● **Aim of the task**: Please copy the records below, from their first line up to and including the line with "xmin=474 ymin=270 xmax=518 ymax=364", keeping each line unchanged. Leave the pictures out of your copy.

Part of a data file
************
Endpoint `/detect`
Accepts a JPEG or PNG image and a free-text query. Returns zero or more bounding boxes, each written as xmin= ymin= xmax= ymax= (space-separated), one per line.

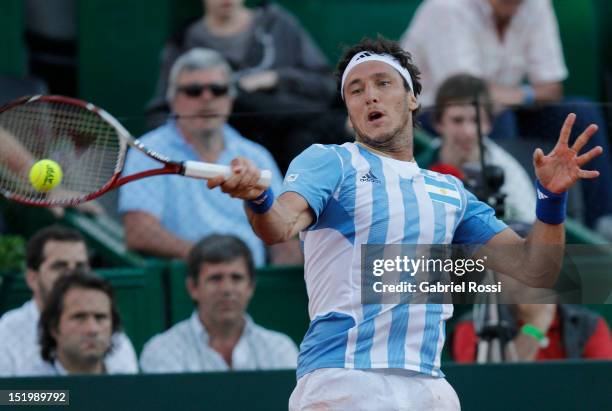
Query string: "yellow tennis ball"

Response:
xmin=30 ymin=159 xmax=63 ymax=192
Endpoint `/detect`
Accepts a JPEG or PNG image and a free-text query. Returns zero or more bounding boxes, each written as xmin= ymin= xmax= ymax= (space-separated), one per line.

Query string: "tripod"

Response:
xmin=474 ymin=270 xmax=518 ymax=364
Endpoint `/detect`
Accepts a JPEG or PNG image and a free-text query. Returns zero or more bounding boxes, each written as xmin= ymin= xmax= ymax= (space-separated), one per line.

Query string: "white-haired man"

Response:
xmin=119 ymin=48 xmax=301 ymax=266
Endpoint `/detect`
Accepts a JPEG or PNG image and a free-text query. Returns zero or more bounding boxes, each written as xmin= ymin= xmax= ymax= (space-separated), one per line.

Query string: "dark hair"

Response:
xmin=433 ymin=74 xmax=493 ymax=123
xmin=336 ymin=34 xmax=422 ymax=97
xmin=187 ymin=234 xmax=255 ymax=283
xmin=26 ymin=224 xmax=85 ymax=271
xmin=38 ymin=271 xmax=121 ymax=362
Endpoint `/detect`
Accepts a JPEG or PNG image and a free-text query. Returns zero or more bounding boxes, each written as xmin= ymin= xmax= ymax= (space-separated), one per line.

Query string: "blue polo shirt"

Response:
xmin=119 ymin=121 xmax=282 ymax=266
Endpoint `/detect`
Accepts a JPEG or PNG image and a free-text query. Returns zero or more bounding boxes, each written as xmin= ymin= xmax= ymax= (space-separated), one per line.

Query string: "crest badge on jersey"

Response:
xmin=424 ymin=176 xmax=461 ymax=208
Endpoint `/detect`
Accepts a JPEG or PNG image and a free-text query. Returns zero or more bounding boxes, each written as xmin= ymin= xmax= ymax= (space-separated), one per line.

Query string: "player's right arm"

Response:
xmin=208 ymin=144 xmax=343 ymax=244
xmin=245 ymin=192 xmax=314 ymax=245
xmin=208 ymin=157 xmax=314 ymax=245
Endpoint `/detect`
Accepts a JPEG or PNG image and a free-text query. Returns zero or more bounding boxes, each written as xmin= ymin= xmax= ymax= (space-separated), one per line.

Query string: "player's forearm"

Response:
xmin=245 ymin=201 xmax=298 ymax=245
xmin=489 ymin=82 xmax=563 ymax=106
xmin=514 ymin=220 xmax=565 ymax=287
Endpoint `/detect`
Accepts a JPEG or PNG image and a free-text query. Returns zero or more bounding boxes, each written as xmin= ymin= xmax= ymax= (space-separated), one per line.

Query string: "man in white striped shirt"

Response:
xmin=140 ymin=234 xmax=297 ymax=373
xmin=208 ymin=38 xmax=602 ymax=410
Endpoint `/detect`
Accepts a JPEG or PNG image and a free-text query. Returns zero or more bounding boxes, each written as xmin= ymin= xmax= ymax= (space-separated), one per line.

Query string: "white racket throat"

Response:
xmin=183 ymin=161 xmax=272 ymax=187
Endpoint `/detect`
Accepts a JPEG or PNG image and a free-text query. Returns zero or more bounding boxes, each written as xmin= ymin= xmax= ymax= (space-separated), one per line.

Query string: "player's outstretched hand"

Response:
xmin=206 ymin=157 xmax=266 ymax=200
xmin=533 ymin=113 xmax=603 ymax=193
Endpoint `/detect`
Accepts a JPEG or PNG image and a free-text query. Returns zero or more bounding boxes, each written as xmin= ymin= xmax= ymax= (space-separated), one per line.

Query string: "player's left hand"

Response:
xmin=533 ymin=113 xmax=603 ymax=193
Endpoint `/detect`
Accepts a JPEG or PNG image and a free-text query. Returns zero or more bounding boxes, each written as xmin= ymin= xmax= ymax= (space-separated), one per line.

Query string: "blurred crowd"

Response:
xmin=0 ymin=0 xmax=612 ymax=376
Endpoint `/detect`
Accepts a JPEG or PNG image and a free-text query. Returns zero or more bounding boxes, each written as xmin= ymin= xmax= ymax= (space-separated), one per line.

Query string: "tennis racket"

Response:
xmin=0 ymin=96 xmax=272 ymax=207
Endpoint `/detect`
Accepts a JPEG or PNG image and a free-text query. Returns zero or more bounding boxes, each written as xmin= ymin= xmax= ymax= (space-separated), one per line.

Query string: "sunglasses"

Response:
xmin=177 ymin=84 xmax=229 ymax=98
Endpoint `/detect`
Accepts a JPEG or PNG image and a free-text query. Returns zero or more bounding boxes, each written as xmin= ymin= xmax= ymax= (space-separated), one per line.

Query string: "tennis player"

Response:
xmin=208 ymin=38 xmax=602 ymax=410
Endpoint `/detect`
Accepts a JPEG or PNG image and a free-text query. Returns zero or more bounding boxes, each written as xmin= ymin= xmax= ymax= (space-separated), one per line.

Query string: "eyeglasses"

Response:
xmin=177 ymin=84 xmax=229 ymax=98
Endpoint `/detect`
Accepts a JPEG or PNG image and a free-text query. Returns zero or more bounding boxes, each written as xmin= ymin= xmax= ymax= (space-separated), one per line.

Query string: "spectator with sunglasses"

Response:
xmin=149 ymin=0 xmax=352 ymax=171
xmin=119 ymin=48 xmax=301 ymax=266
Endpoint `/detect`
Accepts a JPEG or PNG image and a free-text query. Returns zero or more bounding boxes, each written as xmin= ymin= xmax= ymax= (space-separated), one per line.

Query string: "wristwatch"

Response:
xmin=521 ymin=324 xmax=550 ymax=348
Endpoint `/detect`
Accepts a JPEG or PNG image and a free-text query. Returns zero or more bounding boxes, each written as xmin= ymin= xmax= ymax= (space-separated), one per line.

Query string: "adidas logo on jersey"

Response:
xmin=538 ymin=190 xmax=548 ymax=200
xmin=359 ymin=170 xmax=380 ymax=184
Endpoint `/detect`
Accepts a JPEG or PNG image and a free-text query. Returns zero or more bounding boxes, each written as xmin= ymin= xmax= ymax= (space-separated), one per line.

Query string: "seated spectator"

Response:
xmin=148 ymin=0 xmax=349 ymax=172
xmin=119 ymin=49 xmax=301 ymax=266
xmin=0 ymin=226 xmax=138 ymax=377
xmin=452 ymin=304 xmax=612 ymax=363
xmin=38 ymin=271 xmax=136 ymax=375
xmin=431 ymin=74 xmax=536 ymax=224
xmin=140 ymin=235 xmax=297 ymax=373
xmin=402 ymin=0 xmax=612 ymax=238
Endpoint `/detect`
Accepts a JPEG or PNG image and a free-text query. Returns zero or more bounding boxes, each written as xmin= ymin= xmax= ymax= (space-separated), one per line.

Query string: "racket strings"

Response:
xmin=0 ymin=99 xmax=122 ymax=205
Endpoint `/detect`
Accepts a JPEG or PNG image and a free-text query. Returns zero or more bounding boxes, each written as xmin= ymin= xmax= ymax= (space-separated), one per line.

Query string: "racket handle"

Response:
xmin=183 ymin=161 xmax=272 ymax=187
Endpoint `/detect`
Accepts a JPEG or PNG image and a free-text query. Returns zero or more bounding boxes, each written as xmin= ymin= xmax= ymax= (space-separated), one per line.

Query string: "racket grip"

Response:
xmin=183 ymin=161 xmax=272 ymax=187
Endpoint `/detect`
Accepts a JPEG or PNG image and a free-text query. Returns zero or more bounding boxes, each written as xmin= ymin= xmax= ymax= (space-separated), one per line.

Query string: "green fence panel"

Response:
xmin=553 ymin=0 xmax=603 ymax=101
xmin=0 ymin=361 xmax=612 ymax=411
xmin=0 ymin=0 xmax=27 ymax=76
xmin=77 ymin=0 xmax=172 ymax=135
xmin=169 ymin=261 xmax=310 ymax=344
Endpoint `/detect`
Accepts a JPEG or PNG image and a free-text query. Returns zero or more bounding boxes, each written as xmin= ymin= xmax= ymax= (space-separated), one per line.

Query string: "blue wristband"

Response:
xmin=536 ymin=180 xmax=567 ymax=225
xmin=246 ymin=187 xmax=274 ymax=214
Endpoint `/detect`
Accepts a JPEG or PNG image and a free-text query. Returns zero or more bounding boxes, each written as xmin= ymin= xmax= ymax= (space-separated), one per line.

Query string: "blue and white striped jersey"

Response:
xmin=283 ymin=143 xmax=506 ymax=378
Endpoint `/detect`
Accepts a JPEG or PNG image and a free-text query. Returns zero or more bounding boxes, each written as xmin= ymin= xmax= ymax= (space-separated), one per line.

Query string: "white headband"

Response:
xmin=340 ymin=51 xmax=414 ymax=100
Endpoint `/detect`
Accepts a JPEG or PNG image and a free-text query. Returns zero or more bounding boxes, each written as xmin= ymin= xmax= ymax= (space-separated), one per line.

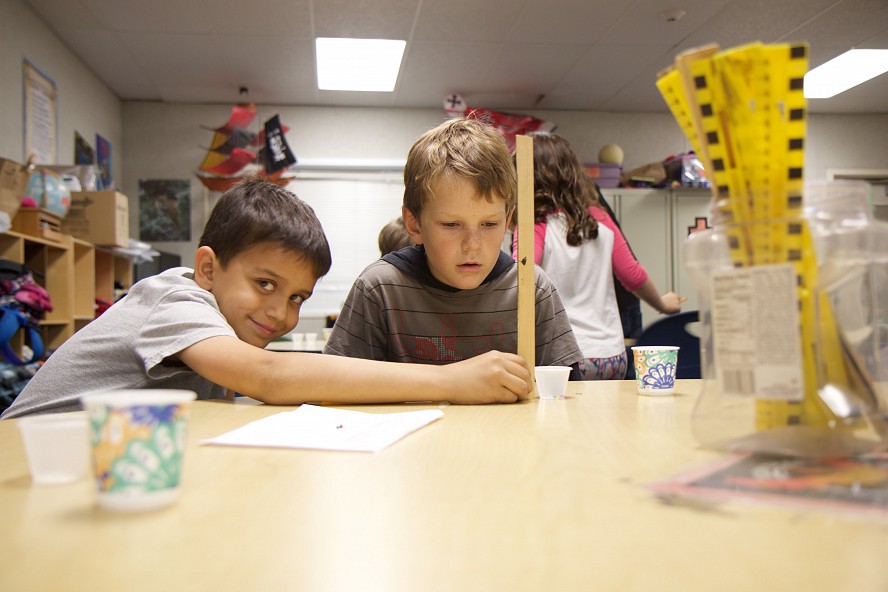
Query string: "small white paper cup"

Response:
xmin=533 ymin=366 xmax=570 ymax=399
xmin=18 ymin=413 xmax=89 ymax=483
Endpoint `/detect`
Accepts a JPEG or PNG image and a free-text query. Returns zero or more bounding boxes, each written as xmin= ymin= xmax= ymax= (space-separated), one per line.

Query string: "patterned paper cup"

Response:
xmin=82 ymin=389 xmax=196 ymax=510
xmin=632 ymin=345 xmax=678 ymax=395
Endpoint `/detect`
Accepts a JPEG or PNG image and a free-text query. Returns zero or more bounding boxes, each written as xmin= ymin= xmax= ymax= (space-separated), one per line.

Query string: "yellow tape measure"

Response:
xmin=657 ymin=43 xmax=848 ymax=429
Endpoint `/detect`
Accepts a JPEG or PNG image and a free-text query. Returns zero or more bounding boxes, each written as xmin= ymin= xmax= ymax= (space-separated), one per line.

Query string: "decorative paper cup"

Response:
xmin=533 ymin=366 xmax=570 ymax=399
xmin=18 ymin=413 xmax=89 ymax=483
xmin=632 ymin=345 xmax=678 ymax=395
xmin=82 ymin=389 xmax=197 ymax=510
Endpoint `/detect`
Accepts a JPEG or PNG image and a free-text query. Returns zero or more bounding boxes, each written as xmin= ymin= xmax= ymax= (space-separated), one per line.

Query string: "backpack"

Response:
xmin=0 ymin=259 xmax=52 ymax=366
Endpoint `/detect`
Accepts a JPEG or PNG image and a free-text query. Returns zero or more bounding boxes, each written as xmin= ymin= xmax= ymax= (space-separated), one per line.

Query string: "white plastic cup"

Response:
xmin=81 ymin=389 xmax=197 ymax=511
xmin=18 ymin=413 xmax=89 ymax=483
xmin=533 ymin=366 xmax=570 ymax=399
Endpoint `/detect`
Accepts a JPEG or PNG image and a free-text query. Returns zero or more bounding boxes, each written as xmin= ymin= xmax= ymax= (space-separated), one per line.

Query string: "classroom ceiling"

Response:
xmin=27 ymin=0 xmax=888 ymax=113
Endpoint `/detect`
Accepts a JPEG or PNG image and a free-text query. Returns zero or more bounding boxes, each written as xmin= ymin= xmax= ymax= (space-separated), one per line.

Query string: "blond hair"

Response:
xmin=404 ymin=118 xmax=518 ymax=218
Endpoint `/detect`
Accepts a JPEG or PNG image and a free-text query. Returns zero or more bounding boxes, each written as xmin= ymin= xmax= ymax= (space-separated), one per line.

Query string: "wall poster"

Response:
xmin=22 ymin=60 xmax=58 ymax=164
xmin=139 ymin=179 xmax=191 ymax=242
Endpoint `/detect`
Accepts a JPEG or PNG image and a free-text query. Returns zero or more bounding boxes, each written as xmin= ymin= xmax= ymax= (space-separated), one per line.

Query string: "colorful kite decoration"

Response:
xmin=197 ymin=103 xmax=296 ymax=191
xmin=444 ymin=94 xmax=555 ymax=153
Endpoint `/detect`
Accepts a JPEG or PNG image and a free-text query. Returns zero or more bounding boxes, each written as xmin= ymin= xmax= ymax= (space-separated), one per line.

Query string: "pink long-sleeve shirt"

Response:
xmin=513 ymin=206 xmax=648 ymax=358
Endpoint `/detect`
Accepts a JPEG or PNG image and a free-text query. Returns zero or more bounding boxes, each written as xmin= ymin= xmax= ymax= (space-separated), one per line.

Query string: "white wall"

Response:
xmin=0 ymin=0 xmax=123 ymax=182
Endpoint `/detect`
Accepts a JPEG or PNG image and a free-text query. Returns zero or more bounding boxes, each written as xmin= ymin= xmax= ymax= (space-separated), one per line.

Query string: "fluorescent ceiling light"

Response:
xmin=315 ymin=37 xmax=407 ymax=92
xmin=805 ymin=49 xmax=888 ymax=99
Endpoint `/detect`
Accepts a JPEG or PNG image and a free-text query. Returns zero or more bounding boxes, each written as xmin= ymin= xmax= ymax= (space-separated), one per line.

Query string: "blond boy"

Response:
xmin=324 ymin=119 xmax=582 ymax=366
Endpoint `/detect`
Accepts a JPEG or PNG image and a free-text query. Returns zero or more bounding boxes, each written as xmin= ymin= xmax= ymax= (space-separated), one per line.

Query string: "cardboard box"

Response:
xmin=12 ymin=208 xmax=62 ymax=242
xmin=0 ymin=158 xmax=30 ymax=220
xmin=62 ymin=191 xmax=129 ymax=247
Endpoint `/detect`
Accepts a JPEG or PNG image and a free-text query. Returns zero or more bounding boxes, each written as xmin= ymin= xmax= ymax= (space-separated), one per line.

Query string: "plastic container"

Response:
xmin=685 ymin=183 xmax=888 ymax=457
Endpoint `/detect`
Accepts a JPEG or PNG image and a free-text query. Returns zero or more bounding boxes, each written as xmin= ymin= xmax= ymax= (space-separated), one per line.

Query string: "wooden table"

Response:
xmin=0 ymin=380 xmax=888 ymax=592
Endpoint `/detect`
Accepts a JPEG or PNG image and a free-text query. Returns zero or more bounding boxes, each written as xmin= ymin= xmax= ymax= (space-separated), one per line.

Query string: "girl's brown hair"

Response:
xmin=530 ymin=132 xmax=600 ymax=247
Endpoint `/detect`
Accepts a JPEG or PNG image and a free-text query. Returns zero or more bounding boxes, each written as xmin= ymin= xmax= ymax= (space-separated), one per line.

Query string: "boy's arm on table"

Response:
xmin=179 ymin=337 xmax=531 ymax=405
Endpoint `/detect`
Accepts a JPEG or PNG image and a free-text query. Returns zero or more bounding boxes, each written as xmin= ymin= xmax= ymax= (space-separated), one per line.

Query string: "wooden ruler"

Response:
xmin=515 ymin=136 xmax=538 ymax=399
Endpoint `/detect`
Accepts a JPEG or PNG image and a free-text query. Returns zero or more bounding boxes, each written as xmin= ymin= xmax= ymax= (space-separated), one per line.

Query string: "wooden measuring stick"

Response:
xmin=515 ymin=136 xmax=538 ymax=399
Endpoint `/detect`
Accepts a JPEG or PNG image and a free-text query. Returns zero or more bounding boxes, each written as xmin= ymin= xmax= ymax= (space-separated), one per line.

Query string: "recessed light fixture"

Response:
xmin=805 ymin=49 xmax=888 ymax=99
xmin=315 ymin=37 xmax=407 ymax=92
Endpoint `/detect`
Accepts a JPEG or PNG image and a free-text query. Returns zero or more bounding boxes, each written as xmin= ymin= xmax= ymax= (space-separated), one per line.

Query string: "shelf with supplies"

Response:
xmin=0 ymin=231 xmax=133 ymax=352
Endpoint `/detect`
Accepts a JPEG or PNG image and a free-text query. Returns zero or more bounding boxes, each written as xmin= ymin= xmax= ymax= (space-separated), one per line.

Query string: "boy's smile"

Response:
xmin=402 ymin=175 xmax=508 ymax=290
xmin=195 ymin=244 xmax=317 ymax=348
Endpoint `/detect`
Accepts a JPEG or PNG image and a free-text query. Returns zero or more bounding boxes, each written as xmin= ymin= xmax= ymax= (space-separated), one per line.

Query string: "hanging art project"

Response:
xmin=197 ymin=103 xmax=296 ymax=191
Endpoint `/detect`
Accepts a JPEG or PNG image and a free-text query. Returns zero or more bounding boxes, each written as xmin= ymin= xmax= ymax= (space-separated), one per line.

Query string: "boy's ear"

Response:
xmin=506 ymin=207 xmax=518 ymax=229
xmin=401 ymin=206 xmax=422 ymax=245
xmin=194 ymin=245 xmax=218 ymax=291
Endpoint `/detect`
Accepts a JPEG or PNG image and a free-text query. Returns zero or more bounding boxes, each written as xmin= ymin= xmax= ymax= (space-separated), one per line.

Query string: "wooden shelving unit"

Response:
xmin=0 ymin=231 xmax=133 ymax=360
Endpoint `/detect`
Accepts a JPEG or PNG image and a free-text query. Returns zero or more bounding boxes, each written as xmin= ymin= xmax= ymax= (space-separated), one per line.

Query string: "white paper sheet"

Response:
xmin=202 ymin=405 xmax=444 ymax=452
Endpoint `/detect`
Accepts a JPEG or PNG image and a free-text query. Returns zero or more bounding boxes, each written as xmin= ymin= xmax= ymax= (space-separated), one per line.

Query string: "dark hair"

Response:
xmin=530 ymin=132 xmax=600 ymax=247
xmin=404 ymin=118 xmax=518 ymax=217
xmin=199 ymin=176 xmax=332 ymax=277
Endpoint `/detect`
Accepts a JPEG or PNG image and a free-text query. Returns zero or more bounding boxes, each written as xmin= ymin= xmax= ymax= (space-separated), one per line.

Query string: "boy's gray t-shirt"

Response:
xmin=324 ymin=245 xmax=583 ymax=366
xmin=2 ymin=267 xmax=237 ymax=419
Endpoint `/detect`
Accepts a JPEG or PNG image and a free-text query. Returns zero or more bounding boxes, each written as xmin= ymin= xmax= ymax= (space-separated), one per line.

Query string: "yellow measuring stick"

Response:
xmin=657 ymin=43 xmax=849 ymax=429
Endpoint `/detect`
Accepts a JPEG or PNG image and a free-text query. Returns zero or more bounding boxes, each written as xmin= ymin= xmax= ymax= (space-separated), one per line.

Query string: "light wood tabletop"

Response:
xmin=0 ymin=380 xmax=888 ymax=592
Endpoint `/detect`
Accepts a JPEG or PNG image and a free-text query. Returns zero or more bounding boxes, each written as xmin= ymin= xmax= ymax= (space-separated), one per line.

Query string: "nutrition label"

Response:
xmin=711 ymin=263 xmax=804 ymax=401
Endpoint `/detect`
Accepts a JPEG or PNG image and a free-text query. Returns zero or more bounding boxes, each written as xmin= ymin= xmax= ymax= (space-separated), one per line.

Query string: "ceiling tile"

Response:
xmin=206 ymin=0 xmax=311 ymax=38
xmin=413 ymin=0 xmax=517 ymax=43
xmin=314 ymin=0 xmax=419 ymax=40
xmin=81 ymin=0 xmax=217 ymax=33
xmin=508 ymin=0 xmax=627 ymax=45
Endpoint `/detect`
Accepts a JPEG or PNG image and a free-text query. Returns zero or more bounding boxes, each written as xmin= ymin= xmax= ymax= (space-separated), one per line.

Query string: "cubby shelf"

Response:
xmin=0 ymin=231 xmax=133 ymax=352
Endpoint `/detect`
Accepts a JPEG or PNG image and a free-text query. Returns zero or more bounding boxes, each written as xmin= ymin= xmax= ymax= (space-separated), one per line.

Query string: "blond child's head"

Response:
xmin=378 ymin=216 xmax=413 ymax=255
xmin=401 ymin=119 xmax=517 ymax=290
xmin=404 ymin=118 xmax=518 ymax=217
xmin=194 ymin=178 xmax=332 ymax=347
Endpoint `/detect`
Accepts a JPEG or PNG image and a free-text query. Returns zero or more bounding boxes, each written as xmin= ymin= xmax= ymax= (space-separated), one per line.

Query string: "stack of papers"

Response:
xmin=203 ymin=405 xmax=444 ymax=452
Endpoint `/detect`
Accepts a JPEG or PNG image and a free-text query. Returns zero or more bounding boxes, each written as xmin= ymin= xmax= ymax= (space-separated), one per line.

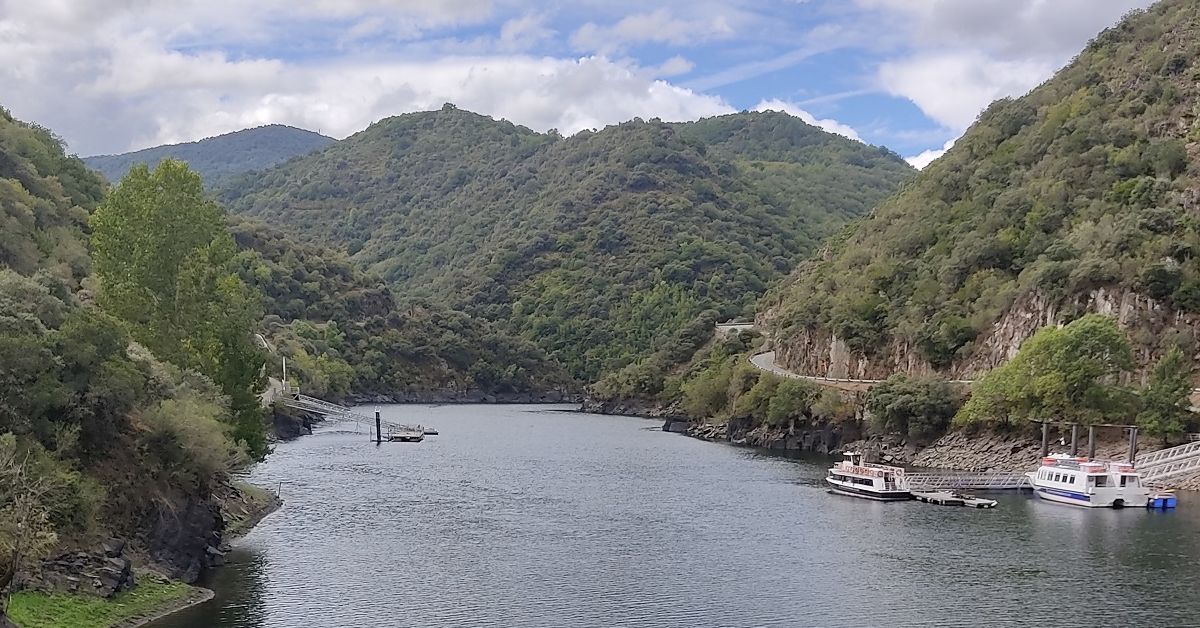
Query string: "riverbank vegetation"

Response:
xmin=954 ymin=315 xmax=1196 ymax=442
xmin=8 ymin=573 xmax=199 ymax=628
xmin=0 ymin=109 xmax=265 ymax=626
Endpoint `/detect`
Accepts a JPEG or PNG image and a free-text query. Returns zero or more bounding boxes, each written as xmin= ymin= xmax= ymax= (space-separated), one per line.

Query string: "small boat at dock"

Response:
xmin=912 ymin=491 xmax=996 ymax=508
xmin=1026 ymin=454 xmax=1150 ymax=508
xmin=826 ymin=451 xmax=912 ymax=502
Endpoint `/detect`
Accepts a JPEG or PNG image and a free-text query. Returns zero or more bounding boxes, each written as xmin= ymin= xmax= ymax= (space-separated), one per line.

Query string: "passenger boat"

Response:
xmin=1026 ymin=454 xmax=1150 ymax=508
xmin=826 ymin=451 xmax=912 ymax=502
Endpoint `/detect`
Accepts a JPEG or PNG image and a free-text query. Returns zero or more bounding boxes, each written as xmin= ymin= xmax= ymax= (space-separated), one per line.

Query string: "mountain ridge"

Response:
xmin=218 ymin=104 xmax=913 ymax=379
xmin=83 ymin=124 xmax=336 ymax=187
xmin=761 ymin=0 xmax=1200 ymax=378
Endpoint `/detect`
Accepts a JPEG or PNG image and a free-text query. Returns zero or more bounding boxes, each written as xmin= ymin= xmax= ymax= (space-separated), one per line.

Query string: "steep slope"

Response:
xmin=762 ymin=0 xmax=1200 ymax=378
xmin=221 ymin=106 xmax=911 ymax=378
xmin=83 ymin=125 xmax=335 ymax=186
xmin=233 ymin=220 xmax=570 ymax=400
xmin=0 ymin=104 xmax=248 ymax=590
xmin=0 ymin=108 xmax=103 ymax=280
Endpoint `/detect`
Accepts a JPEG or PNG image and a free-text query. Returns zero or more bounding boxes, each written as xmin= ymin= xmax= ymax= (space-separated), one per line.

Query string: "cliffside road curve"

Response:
xmin=750 ymin=351 xmax=1200 ymax=412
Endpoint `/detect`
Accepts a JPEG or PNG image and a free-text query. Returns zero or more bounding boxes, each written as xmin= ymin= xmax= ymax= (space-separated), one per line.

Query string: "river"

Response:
xmin=147 ymin=406 xmax=1200 ymax=628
************
● **Exercise solution**:
Endpoint `/detect`
Accepts a JPEG or PNG image and a free-text query. Returns zero or more bounding boxes, each written as xmin= ymin= xmax= ymax= (space-separated), one per line.

Query string: "yellow tennis ball"

Response:
xmin=30 ymin=159 xmax=63 ymax=192
Endpoint `/detect`
Accepts a JPEG or PNG image and a free-text query. Returns zero or more bounding boxes, each written as xmin= ymin= xmax= ymax= (space-separated), one per line.

Query string: "tripod"

Response:
xmin=474 ymin=270 xmax=518 ymax=364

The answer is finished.